* **EXTRAIT DU TEXTE**
+++++
Plus de 15000 séismes se sont déjà produits à cet endroit depuis qu'une crise sismique en essaim y a débuté en janvier 2003. L'activité sismique y est depuis plus ou moins continue, bien qu'elle soit globalement en diminution après le pic de la crise survenu entre juin et octobre 2003 (9 séismes détectés par jour en janvier 2004, contre 90 en juin 2003). Néanmoins, un regain d'activité est depuis peu observé, avec notamment un séisme de magnitude 2,3 également ressenti le 20 juillet 2004, ainsi que plus de 60 secousses enregistées ce jour-là.

Le séisme de samedi dernier est l'un des 5 plus importants séismes de la crise : magnitude 2,6 le 6 octobre 2003, 2,7 le 16 octobre, 2,6 le 27 octobre, 2,5 le 27 février 2004.
+++++
* **DONNÉES FOURNIES**
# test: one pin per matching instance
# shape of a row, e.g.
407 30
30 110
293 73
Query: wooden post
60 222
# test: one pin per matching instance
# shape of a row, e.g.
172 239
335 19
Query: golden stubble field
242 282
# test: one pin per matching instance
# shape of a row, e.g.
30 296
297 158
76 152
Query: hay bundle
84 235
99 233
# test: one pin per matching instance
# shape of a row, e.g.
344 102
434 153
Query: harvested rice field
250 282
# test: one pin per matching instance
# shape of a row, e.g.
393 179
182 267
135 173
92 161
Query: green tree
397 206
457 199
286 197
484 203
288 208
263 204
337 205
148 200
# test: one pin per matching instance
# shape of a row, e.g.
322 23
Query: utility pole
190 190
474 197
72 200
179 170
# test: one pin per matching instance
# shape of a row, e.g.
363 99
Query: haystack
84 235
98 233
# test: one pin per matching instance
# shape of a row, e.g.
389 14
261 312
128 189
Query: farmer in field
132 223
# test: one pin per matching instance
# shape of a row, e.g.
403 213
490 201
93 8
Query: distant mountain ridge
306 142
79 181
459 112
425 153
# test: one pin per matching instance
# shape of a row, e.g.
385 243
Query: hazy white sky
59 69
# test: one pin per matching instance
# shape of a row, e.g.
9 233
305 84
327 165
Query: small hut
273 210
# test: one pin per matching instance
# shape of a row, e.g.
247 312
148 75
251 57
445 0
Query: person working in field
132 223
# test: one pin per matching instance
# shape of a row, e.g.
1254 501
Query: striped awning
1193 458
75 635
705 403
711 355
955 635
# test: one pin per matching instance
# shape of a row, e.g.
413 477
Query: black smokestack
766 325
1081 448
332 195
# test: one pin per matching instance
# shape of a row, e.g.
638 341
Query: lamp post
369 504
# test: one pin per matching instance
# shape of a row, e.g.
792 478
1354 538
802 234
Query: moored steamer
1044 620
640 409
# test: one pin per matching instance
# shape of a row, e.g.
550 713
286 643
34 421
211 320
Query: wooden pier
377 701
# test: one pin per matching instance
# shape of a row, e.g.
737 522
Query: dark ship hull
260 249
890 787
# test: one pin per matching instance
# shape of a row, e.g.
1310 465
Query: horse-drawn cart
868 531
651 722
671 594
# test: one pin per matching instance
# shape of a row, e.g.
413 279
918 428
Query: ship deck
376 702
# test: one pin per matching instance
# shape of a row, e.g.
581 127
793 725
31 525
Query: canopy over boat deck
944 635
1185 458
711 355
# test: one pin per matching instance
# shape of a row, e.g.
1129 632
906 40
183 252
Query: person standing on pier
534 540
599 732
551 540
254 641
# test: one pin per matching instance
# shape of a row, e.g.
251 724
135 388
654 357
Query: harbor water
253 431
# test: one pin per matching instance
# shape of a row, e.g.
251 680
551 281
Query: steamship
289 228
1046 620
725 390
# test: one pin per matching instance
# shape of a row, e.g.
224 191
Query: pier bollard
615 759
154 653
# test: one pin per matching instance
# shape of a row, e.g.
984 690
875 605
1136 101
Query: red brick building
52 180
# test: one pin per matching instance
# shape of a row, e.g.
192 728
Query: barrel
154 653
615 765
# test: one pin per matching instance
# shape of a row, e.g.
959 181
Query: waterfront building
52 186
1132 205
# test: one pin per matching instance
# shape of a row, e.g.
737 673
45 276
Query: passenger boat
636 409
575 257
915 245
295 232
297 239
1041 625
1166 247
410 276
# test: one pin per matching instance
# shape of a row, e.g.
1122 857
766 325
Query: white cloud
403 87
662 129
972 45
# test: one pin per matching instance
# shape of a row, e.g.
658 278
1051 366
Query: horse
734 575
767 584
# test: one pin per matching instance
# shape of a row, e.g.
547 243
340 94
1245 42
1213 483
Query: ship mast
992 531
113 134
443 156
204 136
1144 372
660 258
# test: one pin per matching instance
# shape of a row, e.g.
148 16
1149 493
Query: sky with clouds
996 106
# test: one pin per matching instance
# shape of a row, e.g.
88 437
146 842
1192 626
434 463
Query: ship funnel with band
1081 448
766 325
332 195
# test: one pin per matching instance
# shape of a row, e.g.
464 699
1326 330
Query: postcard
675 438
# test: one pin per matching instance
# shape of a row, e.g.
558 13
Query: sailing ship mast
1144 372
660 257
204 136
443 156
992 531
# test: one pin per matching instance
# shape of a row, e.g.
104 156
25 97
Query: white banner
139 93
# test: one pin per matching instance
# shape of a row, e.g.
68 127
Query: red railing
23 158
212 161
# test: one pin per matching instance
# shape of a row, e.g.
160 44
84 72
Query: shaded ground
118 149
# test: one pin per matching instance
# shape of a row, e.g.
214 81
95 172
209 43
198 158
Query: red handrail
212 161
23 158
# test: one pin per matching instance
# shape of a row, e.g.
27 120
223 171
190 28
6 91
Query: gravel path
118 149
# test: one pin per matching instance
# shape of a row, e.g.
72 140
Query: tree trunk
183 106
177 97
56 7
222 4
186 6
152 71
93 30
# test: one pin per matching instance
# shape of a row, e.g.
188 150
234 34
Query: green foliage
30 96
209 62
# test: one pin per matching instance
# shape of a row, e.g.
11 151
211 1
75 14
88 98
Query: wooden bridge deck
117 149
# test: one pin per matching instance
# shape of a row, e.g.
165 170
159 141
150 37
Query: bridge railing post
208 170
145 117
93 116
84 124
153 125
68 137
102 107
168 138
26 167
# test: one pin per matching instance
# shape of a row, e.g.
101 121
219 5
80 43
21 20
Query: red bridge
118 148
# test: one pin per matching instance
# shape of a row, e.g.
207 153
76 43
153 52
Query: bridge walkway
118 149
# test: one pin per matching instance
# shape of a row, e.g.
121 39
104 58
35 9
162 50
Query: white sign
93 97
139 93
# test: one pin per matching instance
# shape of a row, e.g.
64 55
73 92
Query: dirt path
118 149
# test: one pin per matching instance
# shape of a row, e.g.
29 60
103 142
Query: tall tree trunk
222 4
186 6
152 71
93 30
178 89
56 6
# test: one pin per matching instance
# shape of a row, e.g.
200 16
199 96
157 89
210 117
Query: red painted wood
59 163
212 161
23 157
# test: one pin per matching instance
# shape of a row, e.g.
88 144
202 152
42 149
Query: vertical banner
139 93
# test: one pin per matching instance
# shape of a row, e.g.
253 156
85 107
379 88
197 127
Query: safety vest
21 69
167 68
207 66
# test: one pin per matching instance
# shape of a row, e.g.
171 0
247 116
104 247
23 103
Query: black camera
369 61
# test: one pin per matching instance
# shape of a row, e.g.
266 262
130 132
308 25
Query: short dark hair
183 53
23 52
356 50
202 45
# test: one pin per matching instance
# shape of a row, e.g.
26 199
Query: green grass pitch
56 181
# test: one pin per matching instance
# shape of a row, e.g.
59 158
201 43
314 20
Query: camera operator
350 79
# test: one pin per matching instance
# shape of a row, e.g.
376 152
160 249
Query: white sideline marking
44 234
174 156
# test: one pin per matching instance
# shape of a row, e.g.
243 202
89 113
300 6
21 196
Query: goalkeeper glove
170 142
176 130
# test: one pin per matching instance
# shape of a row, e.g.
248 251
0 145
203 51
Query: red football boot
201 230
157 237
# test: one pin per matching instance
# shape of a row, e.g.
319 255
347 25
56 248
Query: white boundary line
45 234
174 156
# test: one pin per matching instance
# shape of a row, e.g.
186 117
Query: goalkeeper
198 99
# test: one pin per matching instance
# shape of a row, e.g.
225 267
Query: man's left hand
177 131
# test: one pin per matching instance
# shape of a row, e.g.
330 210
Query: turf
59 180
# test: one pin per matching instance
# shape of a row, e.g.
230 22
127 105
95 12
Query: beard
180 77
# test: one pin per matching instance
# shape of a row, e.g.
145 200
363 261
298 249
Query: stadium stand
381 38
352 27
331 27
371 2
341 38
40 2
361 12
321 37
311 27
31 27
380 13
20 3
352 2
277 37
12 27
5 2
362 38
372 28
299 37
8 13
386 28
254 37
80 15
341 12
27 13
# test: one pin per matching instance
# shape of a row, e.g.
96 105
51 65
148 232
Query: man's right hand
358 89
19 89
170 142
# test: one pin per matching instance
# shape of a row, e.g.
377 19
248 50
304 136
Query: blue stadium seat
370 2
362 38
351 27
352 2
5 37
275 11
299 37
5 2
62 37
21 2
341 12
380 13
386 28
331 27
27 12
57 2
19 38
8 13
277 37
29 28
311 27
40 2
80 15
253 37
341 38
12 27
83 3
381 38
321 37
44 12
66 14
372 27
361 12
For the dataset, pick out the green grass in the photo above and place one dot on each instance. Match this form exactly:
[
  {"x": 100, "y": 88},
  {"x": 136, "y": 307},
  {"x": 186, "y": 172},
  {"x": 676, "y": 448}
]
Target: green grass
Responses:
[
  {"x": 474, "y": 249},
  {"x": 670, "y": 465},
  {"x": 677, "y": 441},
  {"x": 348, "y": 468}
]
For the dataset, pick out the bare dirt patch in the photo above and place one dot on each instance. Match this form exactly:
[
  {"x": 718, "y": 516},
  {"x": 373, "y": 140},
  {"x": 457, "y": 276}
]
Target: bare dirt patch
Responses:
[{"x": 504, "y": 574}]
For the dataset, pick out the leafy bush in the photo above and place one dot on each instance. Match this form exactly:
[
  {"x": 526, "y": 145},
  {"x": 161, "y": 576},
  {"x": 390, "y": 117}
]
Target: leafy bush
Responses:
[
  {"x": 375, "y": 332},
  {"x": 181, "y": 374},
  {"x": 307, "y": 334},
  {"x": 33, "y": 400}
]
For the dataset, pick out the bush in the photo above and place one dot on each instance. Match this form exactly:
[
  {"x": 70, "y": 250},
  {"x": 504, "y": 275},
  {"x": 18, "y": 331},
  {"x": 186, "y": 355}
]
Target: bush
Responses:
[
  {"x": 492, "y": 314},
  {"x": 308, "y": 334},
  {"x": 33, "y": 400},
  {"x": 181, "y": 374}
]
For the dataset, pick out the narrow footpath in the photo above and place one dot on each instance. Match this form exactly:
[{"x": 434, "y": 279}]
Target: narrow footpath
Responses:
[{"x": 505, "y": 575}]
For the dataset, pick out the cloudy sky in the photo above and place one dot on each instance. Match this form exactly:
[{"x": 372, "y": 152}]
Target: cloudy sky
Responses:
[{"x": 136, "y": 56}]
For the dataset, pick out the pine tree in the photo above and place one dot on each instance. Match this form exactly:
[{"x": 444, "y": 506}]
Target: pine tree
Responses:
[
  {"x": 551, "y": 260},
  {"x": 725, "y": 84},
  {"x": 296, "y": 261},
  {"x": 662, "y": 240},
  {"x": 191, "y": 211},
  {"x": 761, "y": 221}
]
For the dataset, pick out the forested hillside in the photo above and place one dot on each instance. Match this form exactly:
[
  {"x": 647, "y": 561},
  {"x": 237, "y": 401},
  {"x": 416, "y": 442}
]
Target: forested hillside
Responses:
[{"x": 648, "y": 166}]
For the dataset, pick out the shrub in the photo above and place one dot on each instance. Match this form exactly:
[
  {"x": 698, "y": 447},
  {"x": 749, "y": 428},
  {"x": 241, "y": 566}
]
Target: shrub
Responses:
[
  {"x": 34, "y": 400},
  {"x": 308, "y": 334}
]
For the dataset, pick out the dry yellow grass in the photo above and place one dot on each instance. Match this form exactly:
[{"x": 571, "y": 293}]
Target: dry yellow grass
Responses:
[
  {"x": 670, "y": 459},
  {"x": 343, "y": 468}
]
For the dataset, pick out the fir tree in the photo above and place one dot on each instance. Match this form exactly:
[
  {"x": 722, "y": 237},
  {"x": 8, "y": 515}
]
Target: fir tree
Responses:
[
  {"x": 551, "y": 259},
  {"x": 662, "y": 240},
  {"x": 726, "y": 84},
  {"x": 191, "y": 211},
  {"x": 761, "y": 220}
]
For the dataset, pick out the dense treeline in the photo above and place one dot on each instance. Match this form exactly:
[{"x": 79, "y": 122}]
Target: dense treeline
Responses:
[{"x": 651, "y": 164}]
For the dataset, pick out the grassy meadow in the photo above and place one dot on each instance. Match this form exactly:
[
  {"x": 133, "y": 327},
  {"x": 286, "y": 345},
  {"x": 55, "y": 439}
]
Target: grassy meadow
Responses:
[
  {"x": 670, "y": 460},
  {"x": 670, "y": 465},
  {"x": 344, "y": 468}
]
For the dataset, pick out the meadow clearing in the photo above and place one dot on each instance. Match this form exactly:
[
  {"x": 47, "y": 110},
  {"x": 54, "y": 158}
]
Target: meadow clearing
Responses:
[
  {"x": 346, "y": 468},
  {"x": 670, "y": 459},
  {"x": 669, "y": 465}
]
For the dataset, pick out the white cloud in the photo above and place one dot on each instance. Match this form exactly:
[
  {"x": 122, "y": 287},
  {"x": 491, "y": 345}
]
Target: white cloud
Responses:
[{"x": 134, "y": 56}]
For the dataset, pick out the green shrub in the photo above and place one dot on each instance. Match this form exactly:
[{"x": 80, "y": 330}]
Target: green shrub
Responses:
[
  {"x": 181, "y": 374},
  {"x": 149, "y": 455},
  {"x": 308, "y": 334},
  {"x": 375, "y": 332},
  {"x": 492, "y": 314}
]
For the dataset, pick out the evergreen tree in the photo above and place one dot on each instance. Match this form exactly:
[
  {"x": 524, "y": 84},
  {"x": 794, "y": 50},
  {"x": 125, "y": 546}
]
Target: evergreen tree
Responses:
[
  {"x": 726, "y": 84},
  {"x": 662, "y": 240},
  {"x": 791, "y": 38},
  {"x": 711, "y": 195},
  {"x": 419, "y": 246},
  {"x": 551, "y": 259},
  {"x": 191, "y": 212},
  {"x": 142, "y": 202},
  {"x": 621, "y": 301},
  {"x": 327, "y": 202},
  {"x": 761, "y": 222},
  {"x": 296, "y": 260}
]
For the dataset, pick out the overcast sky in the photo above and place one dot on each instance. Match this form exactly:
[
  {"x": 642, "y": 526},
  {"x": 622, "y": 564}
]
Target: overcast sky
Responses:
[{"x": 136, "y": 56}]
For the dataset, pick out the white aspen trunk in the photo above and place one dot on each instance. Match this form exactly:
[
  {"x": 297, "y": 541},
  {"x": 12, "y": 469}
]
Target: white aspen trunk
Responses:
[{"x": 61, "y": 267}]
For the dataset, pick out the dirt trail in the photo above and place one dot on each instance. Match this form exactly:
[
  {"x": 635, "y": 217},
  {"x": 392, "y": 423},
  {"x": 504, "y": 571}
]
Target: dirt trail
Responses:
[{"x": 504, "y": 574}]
+++++
* **OBJECTIF 1**
Répondez aux questions suivantes à partir du texte sur la crise sismique :
(a) En quel mois et quelle année la crise sismique en essaim a-t-elle débuté ?
(b) Combien de séismes ont été détectés par jour en juin 2003 ?
(c) Quelle magnitude a été relevée le 16 octobre ?
* **OBJECTIF 2**
Rédigez la suite du texte sur la crise sismique en essaim, en reprenant après sa dernière phrase.

* **RÉSULTAT OBTENU 1**
(a) En janvier 2003.
(b) 90 séismes par jour.
(c) Une magnitude de 2,7.

* **RÉSULTAT OBTENU 2**
Sur les milliers de séismes qui se sont produits depuis l'an dernier, plusieurs dizaines ont été ressentis. En moyenne, seulement une dizaine de séismes dépasse la magnitude 2,5 chaque année dans le Sud-Est de la France et dans les régions limitrophes de Suisse et d'Italie. Avec 5 séismes dépassant cette valeur en quelques mois, la haute vallée de l'Ubaye se distingue donc tout particulièrement par son activité.

 

Qu'est-ce qu'une crise sismique en essaim ?

Une crise sismique en essaim est une succession de séismes qui surviennent en un endroit donné au cours de plusieurs jours, plusieurs mois ou plusieurs années (durée très variable). Il est souvent impossible d'identifier, parmi ces séismes, celui qui pourrait être considéré comme le séisme principal. Ce phénomène de libération d'énergie sismique est très différent de la séquence « séisme principal + répliques » observée habituellement.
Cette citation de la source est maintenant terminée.